> _MATERIALS PROVIDED_
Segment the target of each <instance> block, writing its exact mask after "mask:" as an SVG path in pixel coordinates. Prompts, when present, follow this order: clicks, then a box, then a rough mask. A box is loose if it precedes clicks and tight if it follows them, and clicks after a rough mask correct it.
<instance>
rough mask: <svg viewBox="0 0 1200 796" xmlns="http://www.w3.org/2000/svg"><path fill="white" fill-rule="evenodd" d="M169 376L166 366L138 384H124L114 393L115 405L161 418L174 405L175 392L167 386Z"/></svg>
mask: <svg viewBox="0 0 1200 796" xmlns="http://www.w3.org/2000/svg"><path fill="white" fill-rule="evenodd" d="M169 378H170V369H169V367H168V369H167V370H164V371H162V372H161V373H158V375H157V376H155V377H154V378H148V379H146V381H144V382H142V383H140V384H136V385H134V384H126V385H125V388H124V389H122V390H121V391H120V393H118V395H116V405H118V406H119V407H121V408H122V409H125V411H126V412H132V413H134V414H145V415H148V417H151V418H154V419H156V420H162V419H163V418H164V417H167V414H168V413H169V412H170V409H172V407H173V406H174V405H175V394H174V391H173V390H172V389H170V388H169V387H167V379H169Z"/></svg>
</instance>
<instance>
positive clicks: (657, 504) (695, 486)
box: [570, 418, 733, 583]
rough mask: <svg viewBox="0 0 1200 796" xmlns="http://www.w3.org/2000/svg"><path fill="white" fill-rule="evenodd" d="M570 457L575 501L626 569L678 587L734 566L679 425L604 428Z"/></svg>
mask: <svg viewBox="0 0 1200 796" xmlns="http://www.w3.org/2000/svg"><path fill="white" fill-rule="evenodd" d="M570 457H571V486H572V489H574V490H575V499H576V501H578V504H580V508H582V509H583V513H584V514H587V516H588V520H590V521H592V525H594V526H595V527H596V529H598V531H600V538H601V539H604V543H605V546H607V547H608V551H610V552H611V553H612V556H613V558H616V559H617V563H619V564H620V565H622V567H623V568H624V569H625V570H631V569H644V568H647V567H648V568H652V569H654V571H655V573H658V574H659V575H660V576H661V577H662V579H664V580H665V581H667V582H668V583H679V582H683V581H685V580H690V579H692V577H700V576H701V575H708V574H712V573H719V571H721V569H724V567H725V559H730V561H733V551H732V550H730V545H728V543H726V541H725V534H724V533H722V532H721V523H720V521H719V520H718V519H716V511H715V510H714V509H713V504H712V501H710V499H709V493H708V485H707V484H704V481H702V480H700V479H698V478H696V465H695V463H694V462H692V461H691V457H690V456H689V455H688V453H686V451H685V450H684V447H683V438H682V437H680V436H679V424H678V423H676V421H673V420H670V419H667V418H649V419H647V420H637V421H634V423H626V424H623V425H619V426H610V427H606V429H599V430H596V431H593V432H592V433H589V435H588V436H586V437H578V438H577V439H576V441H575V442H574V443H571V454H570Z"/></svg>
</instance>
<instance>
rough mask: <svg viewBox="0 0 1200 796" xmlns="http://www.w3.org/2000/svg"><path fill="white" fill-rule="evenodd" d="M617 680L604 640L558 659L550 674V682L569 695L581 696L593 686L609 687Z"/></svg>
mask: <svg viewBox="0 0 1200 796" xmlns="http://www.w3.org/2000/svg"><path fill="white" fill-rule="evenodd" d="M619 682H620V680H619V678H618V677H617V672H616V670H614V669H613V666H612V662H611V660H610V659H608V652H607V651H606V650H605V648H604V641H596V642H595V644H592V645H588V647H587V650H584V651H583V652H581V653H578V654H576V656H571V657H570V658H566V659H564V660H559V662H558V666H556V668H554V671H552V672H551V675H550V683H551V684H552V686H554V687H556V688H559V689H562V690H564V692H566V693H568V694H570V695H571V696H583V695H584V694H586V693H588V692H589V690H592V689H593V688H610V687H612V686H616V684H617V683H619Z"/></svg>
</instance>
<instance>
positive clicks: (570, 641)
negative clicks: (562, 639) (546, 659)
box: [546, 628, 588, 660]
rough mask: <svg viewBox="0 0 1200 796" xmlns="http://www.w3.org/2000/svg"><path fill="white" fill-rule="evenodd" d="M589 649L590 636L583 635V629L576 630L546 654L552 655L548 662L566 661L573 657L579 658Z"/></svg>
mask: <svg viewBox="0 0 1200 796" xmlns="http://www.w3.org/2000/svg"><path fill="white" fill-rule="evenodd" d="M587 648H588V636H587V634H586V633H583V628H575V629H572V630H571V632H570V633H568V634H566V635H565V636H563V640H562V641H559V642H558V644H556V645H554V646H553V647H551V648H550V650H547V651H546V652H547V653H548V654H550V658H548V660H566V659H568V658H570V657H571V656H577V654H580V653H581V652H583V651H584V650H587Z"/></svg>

> _DIRECTIONS_
Your task is to restate every record exactly.

> _THE ANSWER_
Segment the target of each <instance> block, writing its exact mask after "mask:" as an SVG path in pixel coordinates. Prompts, when present, follow this order: clicks, then a box, then a rough mask. A box is loose if it precedes clicks and tight if it follows them, and clicks after a rough mask correct it.
<instance>
rough mask: <svg viewBox="0 0 1200 796" xmlns="http://www.w3.org/2000/svg"><path fill="white" fill-rule="evenodd" d="M169 376L166 366L138 384H124L114 393L115 405L161 418L174 405L175 392L167 386Z"/></svg>
mask: <svg viewBox="0 0 1200 796" xmlns="http://www.w3.org/2000/svg"><path fill="white" fill-rule="evenodd" d="M169 378H170V369H169V367H168V369H167V370H164V371H162V372H161V373H158V375H157V376H155V377H154V378H148V379H146V381H144V382H142V383H140V384H136V385H134V384H126V385H125V388H124V389H122V390H121V391H120V393H118V395H116V405H118V406H119V407H121V408H122V409H125V411H126V412H132V413H134V414H145V415H148V417H151V418H154V419H156V420H162V419H163V418H164V417H167V414H168V413H169V412H170V409H172V407H173V406H174V405H175V394H174V391H173V390H172V389H170V388H169V387H167V379H169Z"/></svg>
</instance>
<instance>
positive clicks: (657, 504) (695, 486)
box: [570, 418, 733, 583]
rough mask: <svg viewBox="0 0 1200 796" xmlns="http://www.w3.org/2000/svg"><path fill="white" fill-rule="evenodd" d="M570 457L575 501L626 569L678 587L734 566L679 425L604 428Z"/></svg>
mask: <svg viewBox="0 0 1200 796" xmlns="http://www.w3.org/2000/svg"><path fill="white" fill-rule="evenodd" d="M570 457H571V486H572V489H574V490H575V499H576V501H578V504H580V508H582V509H583V513H584V514H587V516H588V520H590V521H592V525H594V526H595V527H596V529H598V531H600V538H601V539H604V543H605V546H607V547H608V551H610V552H611V553H612V556H613V558H616V559H617V563H619V564H620V565H622V567H623V568H624V569H625V570H631V569H644V568H647V567H648V568H652V569H654V571H655V573H658V574H659V575H660V576H661V577H662V579H664V580H665V581H667V582H668V583H679V582H683V581H685V580H690V579H692V577H700V576H701V575H708V574H712V573H719V571H721V569H724V567H725V559H730V561H733V551H732V550H730V545H728V543H726V541H725V534H724V533H722V532H721V523H720V521H719V520H718V519H716V511H715V510H714V509H713V504H712V501H710V499H709V493H708V485H707V484H704V481H702V480H700V479H698V478H696V465H695V463H694V462H692V461H691V457H690V456H689V455H688V453H686V451H685V450H684V447H683V438H682V437H680V436H679V424H678V423H676V421H673V420H670V419H667V418H649V419H647V420H637V421H634V423H626V424H623V425H619V426H610V427H606V429H599V430H596V431H593V432H592V433H589V435H588V436H586V437H578V438H577V439H576V441H575V442H574V443H571V454H570Z"/></svg>
</instance>
<instance>
rough mask: <svg viewBox="0 0 1200 796" xmlns="http://www.w3.org/2000/svg"><path fill="white" fill-rule="evenodd" d="M617 680L604 640L558 659L550 674V682L569 695L581 696L593 686L609 687Z"/></svg>
mask: <svg viewBox="0 0 1200 796" xmlns="http://www.w3.org/2000/svg"><path fill="white" fill-rule="evenodd" d="M619 682H620V680H619V678H618V677H617V672H616V670H614V669H613V666H612V662H611V660H610V659H608V652H607V651H606V650H605V648H604V641H596V642H595V644H592V645H588V647H587V650H584V651H583V652H581V653H578V654H576V656H571V657H570V658H566V659H564V660H559V662H558V666H556V668H554V671H552V672H551V675H550V683H551V684H552V686H554V687H556V688H559V689H562V690H564V692H566V693H568V694H570V695H571V696H583V695H584V694H586V693H588V692H589V690H592V689H593V688H610V687H612V686H616V684H617V683H619Z"/></svg>
</instance>
<instance>
positive clicks: (570, 641)
negative clicks: (562, 639) (546, 659)
box: [546, 628, 588, 660]
rough mask: <svg viewBox="0 0 1200 796" xmlns="http://www.w3.org/2000/svg"><path fill="white" fill-rule="evenodd" d="M589 649L590 636L583 635V629L576 630L546 654L552 655L548 662L566 661L573 657L579 658Z"/></svg>
mask: <svg viewBox="0 0 1200 796" xmlns="http://www.w3.org/2000/svg"><path fill="white" fill-rule="evenodd" d="M587 648H588V636H587V634H586V633H583V628H575V629H572V630H571V632H570V633H568V634H566V635H565V636H563V640H562V641H559V642H558V644H556V645H554V646H553V647H551V648H550V650H547V651H546V652H547V653H548V654H550V658H548V660H566V659H568V658H570V657H571V656H577V654H580V653H581V652H583V651H584V650H587Z"/></svg>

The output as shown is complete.